▶ The task
The full set of entries below must be returned exactly as shown.

BEGIN

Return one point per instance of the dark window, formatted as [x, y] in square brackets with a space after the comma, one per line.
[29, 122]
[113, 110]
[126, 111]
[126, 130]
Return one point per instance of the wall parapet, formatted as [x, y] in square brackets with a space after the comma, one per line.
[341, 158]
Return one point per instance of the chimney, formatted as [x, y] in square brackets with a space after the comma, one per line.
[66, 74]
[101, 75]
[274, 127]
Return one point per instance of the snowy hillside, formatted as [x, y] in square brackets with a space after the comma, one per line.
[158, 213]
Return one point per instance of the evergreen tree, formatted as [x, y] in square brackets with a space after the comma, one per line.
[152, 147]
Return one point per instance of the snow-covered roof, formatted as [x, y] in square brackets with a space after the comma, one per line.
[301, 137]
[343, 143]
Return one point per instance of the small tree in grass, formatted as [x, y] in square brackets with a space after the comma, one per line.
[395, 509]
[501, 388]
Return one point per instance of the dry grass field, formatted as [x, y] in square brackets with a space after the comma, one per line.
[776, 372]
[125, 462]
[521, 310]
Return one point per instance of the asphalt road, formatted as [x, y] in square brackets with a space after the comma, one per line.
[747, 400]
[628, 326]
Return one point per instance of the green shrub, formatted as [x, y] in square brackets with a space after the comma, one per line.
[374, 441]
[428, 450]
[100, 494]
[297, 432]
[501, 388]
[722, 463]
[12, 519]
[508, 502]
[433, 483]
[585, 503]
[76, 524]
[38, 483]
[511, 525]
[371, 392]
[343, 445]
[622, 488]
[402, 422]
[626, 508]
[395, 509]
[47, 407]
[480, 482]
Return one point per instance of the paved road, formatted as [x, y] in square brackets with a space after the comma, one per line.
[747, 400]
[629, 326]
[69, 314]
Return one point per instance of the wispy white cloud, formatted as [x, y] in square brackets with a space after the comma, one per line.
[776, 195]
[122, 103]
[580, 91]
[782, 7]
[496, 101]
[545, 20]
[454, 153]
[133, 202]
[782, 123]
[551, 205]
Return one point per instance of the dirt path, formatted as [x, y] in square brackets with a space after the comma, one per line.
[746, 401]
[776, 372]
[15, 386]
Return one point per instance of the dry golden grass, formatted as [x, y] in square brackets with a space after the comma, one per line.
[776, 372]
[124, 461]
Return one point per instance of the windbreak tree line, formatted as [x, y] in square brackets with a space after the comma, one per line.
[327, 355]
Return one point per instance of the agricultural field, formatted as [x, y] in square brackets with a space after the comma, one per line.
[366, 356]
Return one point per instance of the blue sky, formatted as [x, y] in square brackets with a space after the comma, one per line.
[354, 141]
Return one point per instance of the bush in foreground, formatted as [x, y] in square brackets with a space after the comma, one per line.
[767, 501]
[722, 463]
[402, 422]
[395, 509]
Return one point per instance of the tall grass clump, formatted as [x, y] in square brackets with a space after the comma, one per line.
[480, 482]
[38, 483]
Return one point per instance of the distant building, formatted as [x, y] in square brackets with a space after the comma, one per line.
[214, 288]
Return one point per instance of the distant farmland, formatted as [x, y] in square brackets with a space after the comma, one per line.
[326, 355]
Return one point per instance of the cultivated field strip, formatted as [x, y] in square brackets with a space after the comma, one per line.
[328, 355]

END

▶ Task output
Return one point per instance of the dark window, formatted as [x, y] in square brackets with a space after the comma, one per line.
[29, 122]
[113, 110]
[126, 111]
[126, 130]
Return one point per instance of the wall parapet, formatted as [x, y] in square brackets with a space after the comma, one per line.
[341, 158]
Return one point per instance of the chimney, formatted as [x, y] in square brackets with a space after the comma, one per line.
[66, 74]
[101, 75]
[274, 127]
Return one point per instance of the snowy hillside, formatted as [x, y] in square brackets with a space after the comma, one per line.
[158, 213]
Return one point per instance of the evergreen tree, formatted as [x, y] in square brackets with a space after the comma, one per line.
[152, 147]
Return one point per instance of the snow-covered roof, formatted as [x, y] in square brackets with a space after the comma, one per line.
[301, 137]
[343, 143]
Return one point per instance of the small tree in grass, formatted as [x, y] in square brackets with a space after the comma, one per line.
[395, 509]
[501, 388]
Return one point per instance of the dry grass field, formatted as [x, y] in square brackets with a space after the comma, one per line.
[776, 372]
[125, 462]
[521, 310]
Return one point per instance of the asphalt road, formatted as [x, y] in square brackets with a space after the comma, one per line.
[747, 400]
[628, 326]
Return one point per instance of the green shrub, formatted as [x, y] in square brackets with a space after the comma, one per line.
[374, 441]
[428, 450]
[100, 494]
[297, 432]
[501, 388]
[722, 463]
[12, 519]
[508, 502]
[433, 483]
[585, 503]
[76, 524]
[38, 483]
[511, 525]
[371, 392]
[343, 445]
[622, 488]
[402, 422]
[626, 508]
[395, 509]
[47, 407]
[480, 482]
Return one point per instance of the paved road, formatted as [x, y] in square brackets with a space after the comma, one per line.
[747, 400]
[629, 326]
[69, 314]
Return one point per instance of the wispy white cloud, formatted as [x, y] in square brackets with a space after the comma, one per line.
[776, 195]
[122, 103]
[580, 91]
[782, 7]
[496, 101]
[545, 20]
[454, 153]
[133, 202]
[782, 123]
[551, 205]
Return one point per instance of the dirt path, formatted as [x, y] in square brackets with a space after the comma, one per line.
[746, 401]
[776, 372]
[15, 386]
Return one point per instance of the dry golden grass, formatted as [x, y] in square brackets with a space after the comma, one per line.
[776, 372]
[124, 461]
Return one point per instance of the windbreak tree line, formatted as [x, y] in square brackets with a space after the comma, one per line.
[327, 355]
Return one point per instance of the agricultural field, formatted as [x, y] in square brackets with a space after the comma, one per line.
[366, 356]
Return one point per instance of the blue sky, formatted as [x, y] in square brackets with a space after the comma, one per line.
[354, 141]
Return one point per instance of the bush in foreground, formatted as [x, y] in square brackets with a space after the comma, one per line.
[767, 501]
[722, 463]
[402, 422]
[395, 509]
Return one point per instance of the tall grass clump, formatted as [x, y] in square brackets with a space after the comma, one per line.
[480, 482]
[38, 483]
Return one point per instance of the distant building, formatted as [x, y] in square brackets with a space after the comma, one per line.
[214, 288]
Return one point per instance of the distant farmland, formatted as [x, y] in square brackets with a space after the comma, one per line.
[326, 355]
Return one point per instance of the cultivated field strip, formatted as [x, y] in square brackets with a space after the comma, one per line.
[328, 355]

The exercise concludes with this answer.